In your answer, print each of the records below exactly.

→ Material provided
* * * *
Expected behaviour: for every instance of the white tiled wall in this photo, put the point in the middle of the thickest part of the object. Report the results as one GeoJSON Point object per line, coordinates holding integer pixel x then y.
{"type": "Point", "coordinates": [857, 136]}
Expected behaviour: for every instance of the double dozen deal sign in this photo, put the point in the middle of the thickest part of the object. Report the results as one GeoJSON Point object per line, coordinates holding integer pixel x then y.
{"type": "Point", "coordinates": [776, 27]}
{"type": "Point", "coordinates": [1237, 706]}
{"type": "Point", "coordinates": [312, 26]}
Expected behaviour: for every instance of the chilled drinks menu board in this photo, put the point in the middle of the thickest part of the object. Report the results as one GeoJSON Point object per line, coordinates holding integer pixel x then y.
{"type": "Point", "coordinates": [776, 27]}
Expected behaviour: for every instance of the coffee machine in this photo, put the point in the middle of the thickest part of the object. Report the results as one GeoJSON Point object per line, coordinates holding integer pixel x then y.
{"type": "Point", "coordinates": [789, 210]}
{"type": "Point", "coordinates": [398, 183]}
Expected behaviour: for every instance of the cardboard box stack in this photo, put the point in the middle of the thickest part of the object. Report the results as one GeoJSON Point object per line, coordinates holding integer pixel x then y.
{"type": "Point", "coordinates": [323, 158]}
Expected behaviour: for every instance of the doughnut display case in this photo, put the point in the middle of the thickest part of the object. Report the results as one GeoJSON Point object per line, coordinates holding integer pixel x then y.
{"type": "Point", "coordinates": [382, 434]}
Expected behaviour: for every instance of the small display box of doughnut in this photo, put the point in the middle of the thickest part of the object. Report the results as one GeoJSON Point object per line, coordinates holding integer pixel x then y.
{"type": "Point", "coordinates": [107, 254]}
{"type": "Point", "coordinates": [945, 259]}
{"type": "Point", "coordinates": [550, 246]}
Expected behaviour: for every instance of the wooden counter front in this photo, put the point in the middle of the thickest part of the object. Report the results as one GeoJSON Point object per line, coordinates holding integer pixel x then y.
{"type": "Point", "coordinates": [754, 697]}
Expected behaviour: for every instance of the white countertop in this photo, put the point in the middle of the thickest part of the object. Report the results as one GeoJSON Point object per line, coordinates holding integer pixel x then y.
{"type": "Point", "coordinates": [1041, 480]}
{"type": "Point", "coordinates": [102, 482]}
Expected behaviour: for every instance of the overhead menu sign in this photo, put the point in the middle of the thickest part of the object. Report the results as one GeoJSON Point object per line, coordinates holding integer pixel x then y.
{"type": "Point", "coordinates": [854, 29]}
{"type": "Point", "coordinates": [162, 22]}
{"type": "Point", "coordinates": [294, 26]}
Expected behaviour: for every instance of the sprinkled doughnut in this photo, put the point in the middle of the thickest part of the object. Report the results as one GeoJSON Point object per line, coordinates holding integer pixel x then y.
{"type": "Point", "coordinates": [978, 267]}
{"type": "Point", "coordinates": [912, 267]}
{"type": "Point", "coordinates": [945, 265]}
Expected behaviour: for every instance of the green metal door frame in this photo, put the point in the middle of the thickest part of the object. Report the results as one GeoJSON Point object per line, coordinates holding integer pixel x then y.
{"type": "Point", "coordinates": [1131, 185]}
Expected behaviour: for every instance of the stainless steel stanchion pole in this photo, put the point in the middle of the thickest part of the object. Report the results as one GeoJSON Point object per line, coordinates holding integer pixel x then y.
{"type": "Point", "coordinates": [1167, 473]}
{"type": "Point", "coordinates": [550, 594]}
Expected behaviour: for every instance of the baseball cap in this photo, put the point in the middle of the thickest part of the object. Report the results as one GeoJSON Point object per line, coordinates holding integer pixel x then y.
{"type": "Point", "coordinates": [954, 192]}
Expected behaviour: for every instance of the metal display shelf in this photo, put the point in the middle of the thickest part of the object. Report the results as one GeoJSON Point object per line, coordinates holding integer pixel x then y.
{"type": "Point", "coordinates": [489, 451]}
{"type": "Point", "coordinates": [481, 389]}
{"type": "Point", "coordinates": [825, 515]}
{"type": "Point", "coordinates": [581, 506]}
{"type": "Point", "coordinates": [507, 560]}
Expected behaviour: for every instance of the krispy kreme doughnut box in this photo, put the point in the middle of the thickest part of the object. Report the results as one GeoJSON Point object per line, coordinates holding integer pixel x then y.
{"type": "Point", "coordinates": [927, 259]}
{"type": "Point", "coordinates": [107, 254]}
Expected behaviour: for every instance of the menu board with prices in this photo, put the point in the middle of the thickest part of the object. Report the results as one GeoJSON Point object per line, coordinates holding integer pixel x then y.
* * * *
→ Answer box
Expected behaviour: for every instance of the white tiled wall in this photo, put the point in the middle of the thickest part of the object. Report the results as one GeoJSON Point object per line, coordinates holding integer pixel x then y.
{"type": "Point", "coordinates": [857, 136]}
Expected behaviour: for every instance of the double dozen deal sign in this photo, put the point in the middle of the thickest part of the object. Report the results as one GeoJSON Point object per line, coordinates holding integer pixel x then y.
{"type": "Point", "coordinates": [776, 27]}
{"type": "Point", "coordinates": [1237, 706]}
{"type": "Point", "coordinates": [312, 26]}
Expected behaviour: for every instance of the chilled drinks menu board in this photo, put the point in the middle of the thickest part of the object. Report the results as one GeoJSON Point object per line, coordinates holding integer pixel x then y.
{"type": "Point", "coordinates": [776, 27]}
Expected behaviour: for every instance of the coffee machine in this photo, put the point in the middle of the thickest part of the object. Report the results as one GeoJSON Point object per line, coordinates holding integer pixel x then y.
{"type": "Point", "coordinates": [789, 210]}
{"type": "Point", "coordinates": [398, 183]}
Expected behaviour: for every instance of the cardboard box stack in this photo, put the point in the middle of the thickest part of the object. Report the results as one GeoJSON Point object per line, coordinates holding integer pixel x then y.
{"type": "Point", "coordinates": [323, 158]}
Expected behaviour: for every instance of the doughnut display case in this photo, put the point in the middle of the thickest part of the object. Report the results as one GeoJSON Point object per line, coordinates holding integer pixel x then y.
{"type": "Point", "coordinates": [382, 434]}
Expected behaviour: for every instance of the small display box of doughnut in this photo, put the point in the middle of the thickest part of the object. Report the results as one GeoJSON Point object per line, coordinates holding integer pixel x then y.
{"type": "Point", "coordinates": [107, 254]}
{"type": "Point", "coordinates": [945, 259]}
{"type": "Point", "coordinates": [550, 246]}
Expected behaviour: for every instance of the wooden counter front in this photo, put the point in the middle of the thickest part of the object. Report the results as one GeoJSON Point object per line, coordinates holding integer pixel x then y.
{"type": "Point", "coordinates": [754, 697]}
Expected behaviour: for every instance of the white countertop in this photo, put the point in the middle of the thickest part of the object. Report the results as one GeoJSON Point object per line, coordinates holding integer pixel x then y.
{"type": "Point", "coordinates": [1041, 480]}
{"type": "Point", "coordinates": [102, 482]}
Expected behaviour: for every instance of the overhead menu sign in this photo, put the point in the middle of the thickest part of the object. Report the results as one GeoJSON Point object per line, coordinates holding integer pixel x then y.
{"type": "Point", "coordinates": [854, 29]}
{"type": "Point", "coordinates": [162, 22]}
{"type": "Point", "coordinates": [294, 26]}
Expected behaviour: for every instance of the sprinkled doughnut in this photo, put the point in the middle of the thickest part of the object. Report the results as one GeoJSON Point object per line, coordinates holding integer pixel x then y.
{"type": "Point", "coordinates": [978, 267]}
{"type": "Point", "coordinates": [912, 267]}
{"type": "Point", "coordinates": [945, 265]}
Expected behaviour: for every instance of the green metal door frame in this photo, put the point in the middle of the thickest part of the object. Report the results as one GeoJSON Point object per line, coordinates holding integer pixel x then y.
{"type": "Point", "coordinates": [1131, 185]}
Expected behaviour: for every instance of the stainless steel stanchion pole in this photo, put the point in the middle of the thickest part of the object. Report the results as one GeoJSON Point object per line, coordinates holding integer pixel x then y.
{"type": "Point", "coordinates": [1167, 473]}
{"type": "Point", "coordinates": [550, 594]}
Expected behaviour: for every instance of the baseball cap in this photo, put the point in the middle of the thickest part of the object. Report the results as one GeoJSON Point object per line, coordinates holding integer pixel x then y.
{"type": "Point", "coordinates": [954, 192]}
Expected behaviour: for every instance of the metal display shelf in this photo, put the point in the middle of the thickest part of the object. Report the results as one GeoJSON Point object per line, coordinates holding integer pixel x then y.
{"type": "Point", "coordinates": [489, 451]}
{"type": "Point", "coordinates": [481, 389]}
{"type": "Point", "coordinates": [825, 515]}
{"type": "Point", "coordinates": [581, 506]}
{"type": "Point", "coordinates": [507, 560]}
Expected behaviour: for every instance of the krispy kreme doughnut box in this photo, put the point in the middle of the thickest part of the object. Report the results as one GeoJSON Point object per line, coordinates holding integer pixel x then y.
{"type": "Point", "coordinates": [927, 259]}
{"type": "Point", "coordinates": [107, 254]}
Expected behaviour: for every instance of the menu board with prices in this photo, put the point in the middle of the thickest part of the object. Report the results as one GeoJSON Point object per line, coordinates holding integer pixel x then y.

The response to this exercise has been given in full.